▶ DIRECTIONS: In the article on photographing life, reproduce the passage from "Untitled by Flickr" to "at those images.", switching "blueberry scones" to "apple pies".

▶ EXCERPT TO READ:
How to Photograph Life :: Digital Photo Secrets

How to Photograph Life

by David Peterson 0 comments

A wise man once said, "Life moves pretty fast. If you don't stop and look around once in a while, you could miss it." OK it wasn't exactly a wise man, it was Matthew Broderick in the 1986 film Ferris Bueller's Day Off. But you can't deny the truth in those words. I bet there are times when you stop and think to yourself, "The year is over and I totally missed it." That's a small tragedy, and it happens to all of us.

Life does move fast. One day you wake up and realize with a shock that the baby you were holding in your arms not so long ago is now a snarky tween who sneaks your mascara and texts her BFF at 2 in the morning. And there will come a time when you wake up and realize, too, that a loved one has left this Earth, and regret that you didn't spend more time forging memories with that person, loving him and appreciating the time you had together.

I'm not trying to be a downer, but sometimes we all need a little slap across the face.

Imagine being a person born 200 years ago, when your life expectancy was short, infant mortality was high and there were no cameras available to the average family. In those days people often paid for "post-mortem" photographs, which were exactly what the name says. Because photographing your loved one wasn't something that you could do on a regular basis, families would often pay photographers to take photos of their loved ones after death—often seated in lifelike poses—because that was literally the only photographic memory they would have of that person. While the person was healthy, the expense of hiring a photographer was not something most people could afford, and a post-mortem photo was quite often the only image of that person that existed after death. It seems morbid to modern people, but in those times it was done out of a desperate need to hold onto the memories of a departed person, to prevent that person's face from fading from memory.

Imagine if you had no photos of the people you loved, only your own memories. Would that be enough?

Modern people don't need post-mortem photography because modern people have cameras of their own. But most of us don't spend enough time thinking about our collection of photographs, and wondering if it's really enough. Does that collection of selfies and snapshots you have really do justice to your time on Earth? Have you only captured your loved ones faces, the way those post-mortem images did? Or have you really captured the essence of who those people are? If your answer doesn't satisfy you, it's time to start really thinking about your photography and your life and how you can use one to bring meaning and memory to the other.

Untitled by Flickr user Krisztina Tordai


A wise woman once said, "This isn't living, it's just not dying." OK it wasn't exactly a wise woman, it was Eep in the 2013 film The Croods, but again, wise words. Life isn't just the business of getting up in the morning, going about your day and then going to bed again at night. Life is the good stuff, it's the joy in your child's face, it's the care your mom puts into her blueberry scones, it's the experience of standing at the edge of a ravine and watching the sun come up. And above all, it's being mindful of those moments, of really experiencing them while they're happening. And if you can do that, you can capture some true sense of those moments with your camera—and you can relive them in a small way every time you look at those images.

▶ DATA RECORDS:
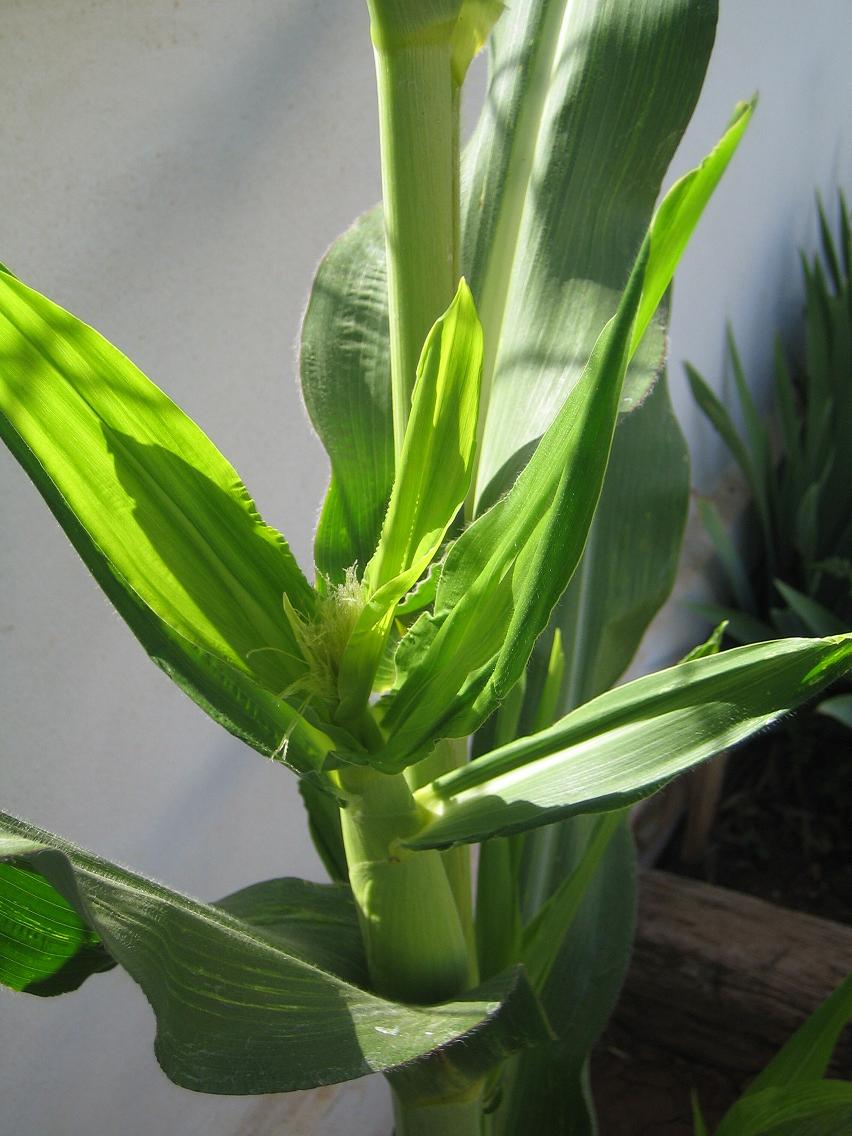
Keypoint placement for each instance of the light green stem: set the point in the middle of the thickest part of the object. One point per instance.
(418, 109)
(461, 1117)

==

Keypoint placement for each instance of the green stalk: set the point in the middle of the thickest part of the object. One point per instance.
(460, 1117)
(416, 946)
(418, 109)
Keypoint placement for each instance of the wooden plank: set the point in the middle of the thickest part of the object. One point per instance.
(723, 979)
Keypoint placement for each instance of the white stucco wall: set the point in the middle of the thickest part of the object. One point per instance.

▶ ANSWER TO THE PROBLEM:
Untitled by Flickr user Krisztina Tordai


A wise woman once said, "This isn't living, it's just not dying." OK it wasn't exactly a wise woman, it was Eep in the 2013 film The Croods, but again, wise words. Life isn't just the business of getting up in the morning, going about your day and then going to bed again at night. Life is the good stuff, it's the joy in your child's face, it's the care your mom puts into her apple pies, it's the experience of standing at the edge of a ravine and watching the sun come up. And above all, it's being mindful of those moments, of really experiencing them while they're happening. And if you can do that, you can capture some true sense of those moments with your camera—and you can relive them in a small way every time you look at those images.